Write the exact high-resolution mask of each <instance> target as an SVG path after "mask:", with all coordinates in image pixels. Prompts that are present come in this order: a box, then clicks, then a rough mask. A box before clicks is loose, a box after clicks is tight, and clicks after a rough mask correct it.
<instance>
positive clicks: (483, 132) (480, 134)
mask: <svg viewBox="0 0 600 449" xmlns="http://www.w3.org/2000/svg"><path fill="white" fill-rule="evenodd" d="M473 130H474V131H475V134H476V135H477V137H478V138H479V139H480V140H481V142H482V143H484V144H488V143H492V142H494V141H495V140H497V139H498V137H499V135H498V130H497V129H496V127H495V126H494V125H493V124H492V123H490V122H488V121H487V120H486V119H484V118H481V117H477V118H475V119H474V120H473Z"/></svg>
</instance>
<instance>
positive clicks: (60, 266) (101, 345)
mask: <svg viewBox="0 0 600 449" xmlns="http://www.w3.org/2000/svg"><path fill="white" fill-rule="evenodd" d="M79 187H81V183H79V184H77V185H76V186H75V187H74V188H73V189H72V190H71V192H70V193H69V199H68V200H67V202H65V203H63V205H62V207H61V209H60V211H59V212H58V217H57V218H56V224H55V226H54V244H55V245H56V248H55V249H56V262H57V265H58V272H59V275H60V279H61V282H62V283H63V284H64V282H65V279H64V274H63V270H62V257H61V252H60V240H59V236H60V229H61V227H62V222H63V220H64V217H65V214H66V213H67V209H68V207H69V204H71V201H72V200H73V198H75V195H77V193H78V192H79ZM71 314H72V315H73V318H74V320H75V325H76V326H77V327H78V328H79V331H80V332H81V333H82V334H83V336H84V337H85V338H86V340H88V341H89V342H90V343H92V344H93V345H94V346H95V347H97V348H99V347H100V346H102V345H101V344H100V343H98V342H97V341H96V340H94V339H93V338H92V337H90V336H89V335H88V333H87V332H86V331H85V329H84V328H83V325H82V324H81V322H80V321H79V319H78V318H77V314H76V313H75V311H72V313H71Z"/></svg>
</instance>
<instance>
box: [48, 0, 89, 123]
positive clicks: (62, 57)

-*-

Without changing a single character, repeat each record.

COMPLETED EXERCISE.
Write the exact high-resolution mask of each <instance> target as an SVG path after "mask:", with all coordinates in image pixels. Prompts that are present come in this order: a box, then clicks, then a rough mask. A box before clicks is loose, a box after clicks is tight, and clicks after a rough mask correct it.
<instance>
positive clicks: (483, 132) (480, 134)
mask: <svg viewBox="0 0 600 449" xmlns="http://www.w3.org/2000/svg"><path fill="white" fill-rule="evenodd" d="M473 130H474V131H475V134H476V135H477V137H478V138H479V139H480V140H481V142H482V143H484V144H488V143H492V142H494V141H495V140H497V139H498V137H499V135H498V130H497V129H496V127H495V126H494V125H493V124H492V123H490V122H488V121H487V120H486V119H484V118H481V117H477V118H475V119H474V120H473Z"/></svg>
</instance>
<instance>
positive clicks: (60, 266) (101, 345)
mask: <svg viewBox="0 0 600 449" xmlns="http://www.w3.org/2000/svg"><path fill="white" fill-rule="evenodd" d="M79 187H81V183H79V184H77V185H76V186H75V187H74V188H73V189H72V190H71V192H70V193H69V199H68V200H67V202H65V203H63V205H62V207H61V209H60V211H59V212H58V217H57V218H56V224H55V226H54V244H55V245H56V248H55V249H56V262H57V265H58V272H59V275H60V279H61V282H62V283H63V284H64V282H65V279H64V274H63V270H62V257H61V252H60V240H59V236H60V229H61V227H62V222H63V220H64V217H65V214H66V213H67V209H68V207H69V204H71V201H72V200H73V198H75V195H77V193H78V192H79ZM71 314H72V315H73V318H74V320H75V325H76V326H77V327H78V328H79V331H80V332H81V333H82V334H83V336H84V337H85V338H86V340H88V341H89V342H90V343H92V344H93V345H94V346H95V347H97V348H99V347H100V346H102V345H101V344H100V343H98V342H97V341H96V340H94V339H93V338H92V337H90V336H89V335H88V333H87V332H86V331H85V329H84V328H83V325H82V324H81V322H80V321H79V319H78V318H77V314H76V313H75V311H72V313H71Z"/></svg>
</instance>
<instance>
box: [48, 0, 89, 123]
positive clicks: (62, 57)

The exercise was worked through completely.